■ The task ■
Could you output, exactly and with nothing else, every line from the one that contains "# put a dot on each instance of the greenery" through the last line of the listing below?

■ Records provided ■
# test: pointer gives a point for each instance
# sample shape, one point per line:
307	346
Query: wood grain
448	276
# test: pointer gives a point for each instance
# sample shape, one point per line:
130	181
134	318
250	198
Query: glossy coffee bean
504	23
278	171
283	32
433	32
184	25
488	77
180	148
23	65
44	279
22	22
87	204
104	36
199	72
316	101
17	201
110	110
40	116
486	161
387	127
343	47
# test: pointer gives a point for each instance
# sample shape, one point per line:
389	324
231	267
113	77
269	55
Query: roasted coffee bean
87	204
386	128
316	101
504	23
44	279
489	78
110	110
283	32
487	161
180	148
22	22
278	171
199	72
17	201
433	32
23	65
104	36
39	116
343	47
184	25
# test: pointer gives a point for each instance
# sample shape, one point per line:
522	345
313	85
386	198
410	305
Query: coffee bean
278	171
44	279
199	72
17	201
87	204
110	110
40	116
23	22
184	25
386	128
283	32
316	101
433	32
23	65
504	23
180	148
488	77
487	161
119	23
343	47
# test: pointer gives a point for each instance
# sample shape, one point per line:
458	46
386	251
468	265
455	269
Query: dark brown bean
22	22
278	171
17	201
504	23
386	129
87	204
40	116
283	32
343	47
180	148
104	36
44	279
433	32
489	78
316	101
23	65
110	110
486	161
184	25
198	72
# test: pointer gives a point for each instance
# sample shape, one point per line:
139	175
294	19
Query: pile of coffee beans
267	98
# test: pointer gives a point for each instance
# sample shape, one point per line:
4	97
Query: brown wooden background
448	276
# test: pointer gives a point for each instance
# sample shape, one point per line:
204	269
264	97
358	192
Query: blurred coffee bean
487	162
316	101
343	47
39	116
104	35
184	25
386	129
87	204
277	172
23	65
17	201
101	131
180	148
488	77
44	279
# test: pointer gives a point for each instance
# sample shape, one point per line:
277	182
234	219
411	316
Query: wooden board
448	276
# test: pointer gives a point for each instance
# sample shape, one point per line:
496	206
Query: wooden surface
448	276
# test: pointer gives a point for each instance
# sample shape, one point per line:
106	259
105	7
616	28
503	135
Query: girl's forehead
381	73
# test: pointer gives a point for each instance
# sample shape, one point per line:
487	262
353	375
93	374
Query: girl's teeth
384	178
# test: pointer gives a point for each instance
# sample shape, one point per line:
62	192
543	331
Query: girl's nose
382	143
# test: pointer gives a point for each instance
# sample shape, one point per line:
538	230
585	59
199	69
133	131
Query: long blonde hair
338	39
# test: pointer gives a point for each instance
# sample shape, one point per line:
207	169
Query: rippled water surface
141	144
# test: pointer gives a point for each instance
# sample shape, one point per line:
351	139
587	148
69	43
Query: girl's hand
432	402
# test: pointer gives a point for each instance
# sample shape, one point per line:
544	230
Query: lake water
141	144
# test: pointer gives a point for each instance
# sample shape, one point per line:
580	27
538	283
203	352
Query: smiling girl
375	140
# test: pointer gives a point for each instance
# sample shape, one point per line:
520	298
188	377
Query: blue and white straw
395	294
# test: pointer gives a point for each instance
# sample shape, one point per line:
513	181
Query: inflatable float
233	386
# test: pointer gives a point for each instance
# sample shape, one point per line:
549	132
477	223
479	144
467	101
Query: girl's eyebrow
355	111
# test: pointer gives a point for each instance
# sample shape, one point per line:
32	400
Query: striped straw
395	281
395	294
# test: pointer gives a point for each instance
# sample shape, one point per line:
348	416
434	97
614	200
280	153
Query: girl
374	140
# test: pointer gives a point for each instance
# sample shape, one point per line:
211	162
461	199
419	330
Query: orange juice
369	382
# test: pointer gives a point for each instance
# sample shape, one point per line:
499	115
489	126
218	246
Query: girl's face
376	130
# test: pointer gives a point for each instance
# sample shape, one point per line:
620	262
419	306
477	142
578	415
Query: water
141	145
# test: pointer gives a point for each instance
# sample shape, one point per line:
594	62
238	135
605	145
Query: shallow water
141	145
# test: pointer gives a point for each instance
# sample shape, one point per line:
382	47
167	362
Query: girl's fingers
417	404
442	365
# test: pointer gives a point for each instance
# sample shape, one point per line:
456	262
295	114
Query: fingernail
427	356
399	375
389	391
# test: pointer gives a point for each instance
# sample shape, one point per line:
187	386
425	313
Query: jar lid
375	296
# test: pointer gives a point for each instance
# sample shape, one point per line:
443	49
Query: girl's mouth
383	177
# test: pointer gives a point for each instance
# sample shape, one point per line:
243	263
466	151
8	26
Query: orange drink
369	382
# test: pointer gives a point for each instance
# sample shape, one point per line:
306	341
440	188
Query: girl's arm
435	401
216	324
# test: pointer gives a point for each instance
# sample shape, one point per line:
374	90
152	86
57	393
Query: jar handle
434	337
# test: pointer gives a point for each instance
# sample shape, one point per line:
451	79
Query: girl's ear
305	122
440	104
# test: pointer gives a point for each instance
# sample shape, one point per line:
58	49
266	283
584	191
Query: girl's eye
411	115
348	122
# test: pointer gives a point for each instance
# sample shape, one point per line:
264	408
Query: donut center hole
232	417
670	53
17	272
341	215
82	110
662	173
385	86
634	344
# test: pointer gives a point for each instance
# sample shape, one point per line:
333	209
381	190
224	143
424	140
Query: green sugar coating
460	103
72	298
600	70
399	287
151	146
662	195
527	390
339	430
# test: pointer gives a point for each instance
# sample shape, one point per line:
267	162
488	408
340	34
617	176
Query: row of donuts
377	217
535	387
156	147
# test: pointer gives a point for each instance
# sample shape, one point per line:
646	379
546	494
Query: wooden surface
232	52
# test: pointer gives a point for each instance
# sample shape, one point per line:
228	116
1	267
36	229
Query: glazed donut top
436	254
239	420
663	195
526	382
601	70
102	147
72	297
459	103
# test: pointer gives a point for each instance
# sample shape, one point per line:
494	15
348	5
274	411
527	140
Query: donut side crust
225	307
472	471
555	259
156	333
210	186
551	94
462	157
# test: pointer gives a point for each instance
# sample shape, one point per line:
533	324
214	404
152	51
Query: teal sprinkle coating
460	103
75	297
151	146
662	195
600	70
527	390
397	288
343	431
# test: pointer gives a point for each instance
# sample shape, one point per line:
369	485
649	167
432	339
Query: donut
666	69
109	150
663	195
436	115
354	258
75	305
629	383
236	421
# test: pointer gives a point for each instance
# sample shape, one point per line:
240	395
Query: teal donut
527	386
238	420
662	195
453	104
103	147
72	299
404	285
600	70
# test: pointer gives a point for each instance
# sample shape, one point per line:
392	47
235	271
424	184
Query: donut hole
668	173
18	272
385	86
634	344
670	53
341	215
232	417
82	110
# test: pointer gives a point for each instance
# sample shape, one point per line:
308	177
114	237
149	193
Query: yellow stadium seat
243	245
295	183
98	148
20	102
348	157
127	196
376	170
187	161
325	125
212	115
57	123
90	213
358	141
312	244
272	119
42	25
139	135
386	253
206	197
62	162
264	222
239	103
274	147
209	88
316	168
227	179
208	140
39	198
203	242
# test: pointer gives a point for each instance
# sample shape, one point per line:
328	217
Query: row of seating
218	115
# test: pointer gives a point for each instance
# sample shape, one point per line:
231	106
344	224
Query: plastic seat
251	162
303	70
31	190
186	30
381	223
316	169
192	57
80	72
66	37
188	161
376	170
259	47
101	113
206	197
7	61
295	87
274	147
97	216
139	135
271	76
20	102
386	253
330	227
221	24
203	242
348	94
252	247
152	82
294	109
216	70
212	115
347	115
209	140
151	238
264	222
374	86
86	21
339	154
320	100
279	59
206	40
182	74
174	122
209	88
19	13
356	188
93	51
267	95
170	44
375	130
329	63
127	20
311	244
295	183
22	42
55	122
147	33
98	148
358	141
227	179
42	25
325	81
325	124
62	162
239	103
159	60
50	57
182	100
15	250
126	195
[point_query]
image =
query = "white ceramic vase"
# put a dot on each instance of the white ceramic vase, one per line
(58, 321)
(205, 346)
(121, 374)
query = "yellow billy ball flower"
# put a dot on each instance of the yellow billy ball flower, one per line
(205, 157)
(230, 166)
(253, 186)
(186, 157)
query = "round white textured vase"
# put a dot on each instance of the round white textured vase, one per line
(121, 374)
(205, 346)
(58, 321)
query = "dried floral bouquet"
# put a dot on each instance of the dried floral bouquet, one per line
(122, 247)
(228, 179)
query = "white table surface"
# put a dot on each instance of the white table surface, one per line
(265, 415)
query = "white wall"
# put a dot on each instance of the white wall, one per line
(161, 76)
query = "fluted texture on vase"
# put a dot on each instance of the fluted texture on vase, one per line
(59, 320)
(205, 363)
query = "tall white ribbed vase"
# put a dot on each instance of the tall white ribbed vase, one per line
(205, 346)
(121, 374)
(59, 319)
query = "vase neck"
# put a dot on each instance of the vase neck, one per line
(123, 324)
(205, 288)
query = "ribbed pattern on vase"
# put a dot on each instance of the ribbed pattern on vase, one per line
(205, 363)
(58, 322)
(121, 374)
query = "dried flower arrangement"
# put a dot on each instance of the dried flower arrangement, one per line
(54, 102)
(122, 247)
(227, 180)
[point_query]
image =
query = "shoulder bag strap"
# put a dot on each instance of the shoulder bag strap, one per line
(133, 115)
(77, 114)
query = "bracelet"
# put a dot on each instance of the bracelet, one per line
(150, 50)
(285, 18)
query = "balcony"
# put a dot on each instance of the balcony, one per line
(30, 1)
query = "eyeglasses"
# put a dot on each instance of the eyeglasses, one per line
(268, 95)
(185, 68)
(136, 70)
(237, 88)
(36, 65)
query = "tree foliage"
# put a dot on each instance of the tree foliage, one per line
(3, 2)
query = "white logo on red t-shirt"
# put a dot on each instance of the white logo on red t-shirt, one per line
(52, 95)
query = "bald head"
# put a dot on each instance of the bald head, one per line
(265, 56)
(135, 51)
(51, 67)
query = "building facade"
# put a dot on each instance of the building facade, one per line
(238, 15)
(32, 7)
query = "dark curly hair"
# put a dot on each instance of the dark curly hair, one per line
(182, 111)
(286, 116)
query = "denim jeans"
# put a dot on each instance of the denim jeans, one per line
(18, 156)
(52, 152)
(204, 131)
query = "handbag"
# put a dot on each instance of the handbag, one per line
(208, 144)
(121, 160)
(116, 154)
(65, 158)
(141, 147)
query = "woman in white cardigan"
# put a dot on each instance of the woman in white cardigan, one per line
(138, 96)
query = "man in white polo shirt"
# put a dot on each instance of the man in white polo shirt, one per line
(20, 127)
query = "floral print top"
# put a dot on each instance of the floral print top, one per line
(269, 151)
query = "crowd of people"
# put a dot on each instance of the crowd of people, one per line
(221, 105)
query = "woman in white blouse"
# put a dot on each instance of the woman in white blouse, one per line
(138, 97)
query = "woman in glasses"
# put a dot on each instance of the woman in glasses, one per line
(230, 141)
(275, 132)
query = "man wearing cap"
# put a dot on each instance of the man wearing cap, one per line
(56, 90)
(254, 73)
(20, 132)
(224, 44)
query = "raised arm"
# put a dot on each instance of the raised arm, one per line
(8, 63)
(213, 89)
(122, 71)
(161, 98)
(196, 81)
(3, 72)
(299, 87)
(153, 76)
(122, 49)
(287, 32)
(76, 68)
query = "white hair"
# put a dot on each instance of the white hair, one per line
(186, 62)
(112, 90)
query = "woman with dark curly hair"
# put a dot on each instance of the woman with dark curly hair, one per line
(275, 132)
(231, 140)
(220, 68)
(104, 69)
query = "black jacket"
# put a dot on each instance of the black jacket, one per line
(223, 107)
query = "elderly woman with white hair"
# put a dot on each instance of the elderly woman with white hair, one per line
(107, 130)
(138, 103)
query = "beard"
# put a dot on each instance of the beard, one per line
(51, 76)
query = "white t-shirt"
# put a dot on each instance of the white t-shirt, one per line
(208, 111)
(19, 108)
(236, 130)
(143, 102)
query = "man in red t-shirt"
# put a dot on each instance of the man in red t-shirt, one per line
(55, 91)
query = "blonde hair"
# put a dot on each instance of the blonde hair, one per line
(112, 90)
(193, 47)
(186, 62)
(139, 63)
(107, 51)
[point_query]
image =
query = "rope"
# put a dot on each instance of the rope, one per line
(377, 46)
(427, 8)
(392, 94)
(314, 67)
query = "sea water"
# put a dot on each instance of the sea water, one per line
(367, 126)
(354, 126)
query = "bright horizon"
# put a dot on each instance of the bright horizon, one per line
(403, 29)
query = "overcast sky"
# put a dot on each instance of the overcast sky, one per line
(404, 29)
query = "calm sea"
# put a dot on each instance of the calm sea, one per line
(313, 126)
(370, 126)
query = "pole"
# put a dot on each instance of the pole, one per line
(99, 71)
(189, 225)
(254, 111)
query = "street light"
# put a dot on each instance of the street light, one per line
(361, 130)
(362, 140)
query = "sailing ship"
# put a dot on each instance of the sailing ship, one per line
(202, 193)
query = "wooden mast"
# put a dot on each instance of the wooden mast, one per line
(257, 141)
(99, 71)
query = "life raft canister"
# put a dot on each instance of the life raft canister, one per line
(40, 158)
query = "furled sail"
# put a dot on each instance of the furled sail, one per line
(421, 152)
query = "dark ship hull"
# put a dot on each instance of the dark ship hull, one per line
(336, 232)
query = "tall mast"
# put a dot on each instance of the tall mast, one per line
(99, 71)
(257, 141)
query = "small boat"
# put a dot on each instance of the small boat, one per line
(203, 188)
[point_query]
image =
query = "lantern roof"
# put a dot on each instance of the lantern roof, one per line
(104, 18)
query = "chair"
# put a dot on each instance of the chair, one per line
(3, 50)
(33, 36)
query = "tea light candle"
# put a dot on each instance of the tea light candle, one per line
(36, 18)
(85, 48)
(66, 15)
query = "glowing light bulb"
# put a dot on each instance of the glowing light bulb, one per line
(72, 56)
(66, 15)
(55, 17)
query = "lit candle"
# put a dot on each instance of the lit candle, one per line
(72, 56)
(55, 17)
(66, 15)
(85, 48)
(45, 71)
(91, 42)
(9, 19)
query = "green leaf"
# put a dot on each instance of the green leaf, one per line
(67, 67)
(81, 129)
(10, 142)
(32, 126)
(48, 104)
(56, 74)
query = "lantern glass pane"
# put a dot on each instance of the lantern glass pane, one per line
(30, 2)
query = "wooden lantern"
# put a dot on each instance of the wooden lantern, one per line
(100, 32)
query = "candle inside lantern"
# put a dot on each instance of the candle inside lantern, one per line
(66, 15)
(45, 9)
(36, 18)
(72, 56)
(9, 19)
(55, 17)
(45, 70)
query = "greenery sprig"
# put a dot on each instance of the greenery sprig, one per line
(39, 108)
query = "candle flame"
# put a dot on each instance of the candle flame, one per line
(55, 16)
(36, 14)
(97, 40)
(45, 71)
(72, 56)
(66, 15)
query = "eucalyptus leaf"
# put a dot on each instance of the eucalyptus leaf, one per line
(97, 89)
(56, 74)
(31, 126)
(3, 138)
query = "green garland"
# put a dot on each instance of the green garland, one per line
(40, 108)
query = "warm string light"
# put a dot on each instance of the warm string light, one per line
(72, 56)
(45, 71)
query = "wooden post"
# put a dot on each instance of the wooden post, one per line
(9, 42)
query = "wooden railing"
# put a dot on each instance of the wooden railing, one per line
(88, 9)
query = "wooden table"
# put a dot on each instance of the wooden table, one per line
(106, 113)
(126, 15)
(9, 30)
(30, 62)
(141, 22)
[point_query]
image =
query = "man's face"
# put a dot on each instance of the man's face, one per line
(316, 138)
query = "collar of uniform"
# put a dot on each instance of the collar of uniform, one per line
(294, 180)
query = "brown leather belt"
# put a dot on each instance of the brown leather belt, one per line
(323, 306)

■ Problem solution ■
# put a dot on each instance of the greenery sprig, one per line
(39, 108)
query = "candle flame"
# put a dot on each instance of the candle flame, one per line
(55, 16)
(36, 14)
(97, 40)
(45, 71)
(72, 56)
(66, 15)
query = "eucalyptus leaf"
# put a dot on each instance of the eucalyptus leaf, one per line
(97, 89)
(56, 74)
(31, 126)
(3, 138)
query = "green garland"
# put a dot on each instance of the green garland, one per line
(40, 108)
query = "warm string light"
# put a dot on each instance of the warm string light, one per line
(72, 56)
(45, 71)
query = "wooden post"
# put a dot on each instance of the wooden post, one per line
(9, 42)
query = "wooden railing"
# put a dot on each instance of the wooden railing, one per line
(88, 9)
query = "wooden table"
# put a dot on each instance of the wooden table, one per line
(106, 113)
(126, 15)
(9, 30)
(30, 62)
(141, 22)
[point_query]
image =
query = "man's face"
# put a dot on each instance of the man's face, one per line
(316, 138)
query = "collar of uniform"
# put a dot on each instance of the collar of uniform, one per line
(294, 180)
query = "brown leather belt"
# put a dot on each instance of the brown leather belt, one per line
(323, 306)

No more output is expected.